### Work item
Summarize the excerpted text on offshore drilling regulation in two sentences.

### Excerpted text
::::::

Over the past decade, BSEE and BOEM, primarily under the Obama Administration, have imposed new and more stringent permitting procedures and regulatory safety and performance requirements for new wells to be drilled in federal waters. While actions by BSEE or BOEM under the Trump Administration sought to mitigate or delay certain of those more rigorous standards, the Biden Administration could reconsider rules and regulatory initiatives implemented under the previous administration and replace them with more stringent requirements and also provide more rigorous enforcement of existing regulatory requirements. For example, in August 2023, BSEE published a final rule, effective October 23, 2023, to clarify and modify certain blowout preventer system requirements. The rule requires, among other things, that the blowout preventer system is able to close and seal the wellbore at all times to the wells maximum kick tolerance design limits and includes more stringent requirements for failure reporting. Compliance with any added or more stringent regulatory requirements or enforcement initiatives and existing environmental and spill regulations, together with uncertainties or inconsistencies in decisions and rulings by governmental agencies and delays in the processing and approval of drilling permits and exploration, development, oil spill response and decommissioning plans could result in difficult and more costly actions and adversely affect or delay new drilling and ongoing development efforts. Moreover, governmental agencies under the Biden Administration may continue evaluating aspects of safety and operational performance in the U. S. Gulf of Mexico that may result in new, more restrictive requirements.

::::::

### Data section

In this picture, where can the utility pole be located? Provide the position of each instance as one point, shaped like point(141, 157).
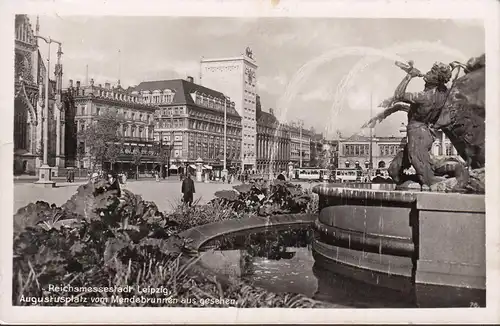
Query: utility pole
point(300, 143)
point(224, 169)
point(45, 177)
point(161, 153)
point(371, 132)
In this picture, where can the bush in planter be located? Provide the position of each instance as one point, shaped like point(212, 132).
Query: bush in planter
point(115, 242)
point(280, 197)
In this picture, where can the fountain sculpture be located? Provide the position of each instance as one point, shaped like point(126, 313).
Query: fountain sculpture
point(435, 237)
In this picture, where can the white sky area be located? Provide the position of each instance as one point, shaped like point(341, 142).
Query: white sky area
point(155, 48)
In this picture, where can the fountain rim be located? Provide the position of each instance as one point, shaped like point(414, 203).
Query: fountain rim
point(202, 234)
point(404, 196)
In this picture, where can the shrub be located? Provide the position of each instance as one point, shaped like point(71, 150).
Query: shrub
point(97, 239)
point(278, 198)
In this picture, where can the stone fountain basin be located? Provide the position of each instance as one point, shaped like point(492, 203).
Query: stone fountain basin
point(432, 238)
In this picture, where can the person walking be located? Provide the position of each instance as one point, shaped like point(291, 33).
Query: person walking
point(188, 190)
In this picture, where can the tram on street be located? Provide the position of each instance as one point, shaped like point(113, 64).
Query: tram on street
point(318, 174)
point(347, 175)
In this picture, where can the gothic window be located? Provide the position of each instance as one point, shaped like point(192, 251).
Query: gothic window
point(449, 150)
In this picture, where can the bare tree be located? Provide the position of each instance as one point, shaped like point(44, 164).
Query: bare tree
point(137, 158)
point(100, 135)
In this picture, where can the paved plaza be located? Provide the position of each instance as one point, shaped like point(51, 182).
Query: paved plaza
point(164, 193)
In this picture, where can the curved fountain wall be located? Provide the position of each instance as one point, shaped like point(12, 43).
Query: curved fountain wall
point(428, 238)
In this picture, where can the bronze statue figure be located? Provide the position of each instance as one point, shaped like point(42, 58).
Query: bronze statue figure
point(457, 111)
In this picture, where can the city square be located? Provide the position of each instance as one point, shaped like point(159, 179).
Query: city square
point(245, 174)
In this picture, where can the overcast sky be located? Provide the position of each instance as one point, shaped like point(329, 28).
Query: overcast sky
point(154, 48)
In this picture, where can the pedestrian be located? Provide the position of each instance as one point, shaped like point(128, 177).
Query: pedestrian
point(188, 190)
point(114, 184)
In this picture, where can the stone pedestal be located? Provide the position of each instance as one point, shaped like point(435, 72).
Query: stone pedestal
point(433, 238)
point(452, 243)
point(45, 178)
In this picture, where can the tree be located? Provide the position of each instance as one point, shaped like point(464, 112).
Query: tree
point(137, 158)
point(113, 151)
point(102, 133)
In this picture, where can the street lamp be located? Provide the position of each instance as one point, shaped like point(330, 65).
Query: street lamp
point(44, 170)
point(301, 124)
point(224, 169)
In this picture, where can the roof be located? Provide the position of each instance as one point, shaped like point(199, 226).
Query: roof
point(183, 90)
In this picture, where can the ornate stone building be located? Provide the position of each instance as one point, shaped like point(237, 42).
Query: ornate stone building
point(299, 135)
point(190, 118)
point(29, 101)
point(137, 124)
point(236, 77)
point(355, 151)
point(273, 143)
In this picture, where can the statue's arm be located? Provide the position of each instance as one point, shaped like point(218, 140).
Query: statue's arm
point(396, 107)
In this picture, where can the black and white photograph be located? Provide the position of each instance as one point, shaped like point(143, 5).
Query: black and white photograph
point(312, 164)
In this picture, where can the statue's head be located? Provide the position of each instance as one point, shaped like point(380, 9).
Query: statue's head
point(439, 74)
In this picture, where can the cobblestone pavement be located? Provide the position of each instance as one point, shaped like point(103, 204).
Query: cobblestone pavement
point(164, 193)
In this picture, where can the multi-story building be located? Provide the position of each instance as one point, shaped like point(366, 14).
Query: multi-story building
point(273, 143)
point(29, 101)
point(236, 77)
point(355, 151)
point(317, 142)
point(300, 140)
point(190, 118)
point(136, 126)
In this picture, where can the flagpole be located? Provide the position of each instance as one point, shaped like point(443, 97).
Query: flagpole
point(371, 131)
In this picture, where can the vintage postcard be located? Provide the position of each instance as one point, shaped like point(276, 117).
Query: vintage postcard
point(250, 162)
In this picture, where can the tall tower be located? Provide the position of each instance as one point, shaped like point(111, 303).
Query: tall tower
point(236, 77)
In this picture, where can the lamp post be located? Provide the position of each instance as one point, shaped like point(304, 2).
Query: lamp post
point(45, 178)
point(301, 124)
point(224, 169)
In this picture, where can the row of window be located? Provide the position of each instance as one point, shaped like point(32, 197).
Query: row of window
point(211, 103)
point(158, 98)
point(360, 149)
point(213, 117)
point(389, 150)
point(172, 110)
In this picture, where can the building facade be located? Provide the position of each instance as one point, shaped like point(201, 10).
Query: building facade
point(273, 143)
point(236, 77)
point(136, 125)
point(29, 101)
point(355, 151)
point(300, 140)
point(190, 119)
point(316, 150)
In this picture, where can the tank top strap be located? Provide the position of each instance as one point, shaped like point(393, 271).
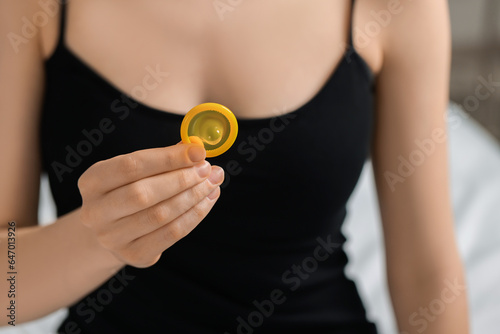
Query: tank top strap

::::::

### Reply
Over the past decade, BSEE and BOEM, mainly under the Obama Administration, imposed stricter permitting procedures and safety and performance requirements for new wells in federal waters. The Biden Administration could replace rules from the previous administration with more stringent ones and enforce existing requirements more rigorously, as seen in an August 2023 BSEE rule tightening blowout preventer requirements, and compliance along with agency inconsistencies and permit delays could make actions more costly and adversely affect or delay new drilling and ongoing development.